▶ _JOB ITEM 1_
Copy the DeltaLake connector page below in full, without any changes.
#### STUDY TEXT
2024-03-11 10:42:26 +01:00
---
title: DeltaLake
slug: /connectors/database/deltalake
---
{% connectorDetailsHeader
name="DeltaLake"
stage="PROD"
platform="OpenMetadata"
availableFeatures=["Metadata", "dbt"]
unavailableFeatures=["Query Usage", "Data Profiler", "Data Quality", "Lineage", "Column-level Lineage", "Owners", "Tags", "Stored Procedures"]
/ %}
In this section, we provide guides and references to use the Deltalake connector.
Configure and schedule Deltalake metadata and profiler workflows from the OpenMetadata UI:
- [Requirements ](#requirements )
- [Metadata Ingestion ](#metadata-ingestion )
- [dbt Integration ](/connectors/ingestion/workflows/dbt )
########
#### MATERIAL SUPPLIED
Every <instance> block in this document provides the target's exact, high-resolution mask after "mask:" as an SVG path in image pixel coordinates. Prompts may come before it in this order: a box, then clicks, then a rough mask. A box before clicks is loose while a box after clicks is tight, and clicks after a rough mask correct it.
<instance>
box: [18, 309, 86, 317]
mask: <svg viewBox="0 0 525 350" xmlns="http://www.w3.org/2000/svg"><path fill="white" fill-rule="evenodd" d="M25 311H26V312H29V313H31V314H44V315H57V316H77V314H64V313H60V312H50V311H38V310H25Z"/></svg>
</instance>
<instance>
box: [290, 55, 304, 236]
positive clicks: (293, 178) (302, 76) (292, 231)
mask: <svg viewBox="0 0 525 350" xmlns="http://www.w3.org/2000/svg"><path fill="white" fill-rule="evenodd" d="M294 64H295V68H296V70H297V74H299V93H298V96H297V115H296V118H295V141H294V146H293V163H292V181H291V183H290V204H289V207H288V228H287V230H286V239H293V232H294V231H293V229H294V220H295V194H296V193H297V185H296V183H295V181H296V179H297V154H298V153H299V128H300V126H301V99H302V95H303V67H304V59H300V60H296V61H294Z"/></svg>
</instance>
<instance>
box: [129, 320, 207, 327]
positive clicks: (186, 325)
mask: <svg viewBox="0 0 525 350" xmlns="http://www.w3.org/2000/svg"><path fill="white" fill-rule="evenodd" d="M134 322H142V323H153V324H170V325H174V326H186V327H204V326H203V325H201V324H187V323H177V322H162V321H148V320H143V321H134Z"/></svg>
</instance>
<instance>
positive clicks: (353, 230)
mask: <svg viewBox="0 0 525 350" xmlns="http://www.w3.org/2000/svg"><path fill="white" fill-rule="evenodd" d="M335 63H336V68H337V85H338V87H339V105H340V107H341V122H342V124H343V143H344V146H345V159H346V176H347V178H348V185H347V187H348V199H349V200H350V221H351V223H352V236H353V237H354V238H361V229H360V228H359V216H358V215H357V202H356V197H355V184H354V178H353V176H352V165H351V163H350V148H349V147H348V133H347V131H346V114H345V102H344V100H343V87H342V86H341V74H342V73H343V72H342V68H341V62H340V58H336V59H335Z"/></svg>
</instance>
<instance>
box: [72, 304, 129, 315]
########
▶ _JOB ITEM 2_
Count the lines in the rows above that contain the word "positive", and reply with only that number.

▶ _ANSWER 1_
2024-03-11 10:42:26 +01:00
---
title: DeltaLake
slug: /connectors/database/deltalake
---
{% connectorDetailsHeader
name="DeltaLake"
stage="PROD"
platform="OpenMetadata"
availableFeatures=["Metadata", "dbt"]
unavailableFeatures=["Query Usage", "Data Profiler", "Data Quality", "Lineage", "Column-level Lineage", "Owners", "Tags", "Stored Procedures"]
/ %}
In this section, we provide guides and references to use the Deltalake connector.
Configure and schedule Deltalake metadata and profiler workflows from the OpenMetadata UI:
- [Requirements ](#requirements )
- [Metadata Ingestion ](#metadata-ingestion )
- [dbt Integration ](/connectors/ingestion/workflows/dbt )

▶ _ANSWER 2_
3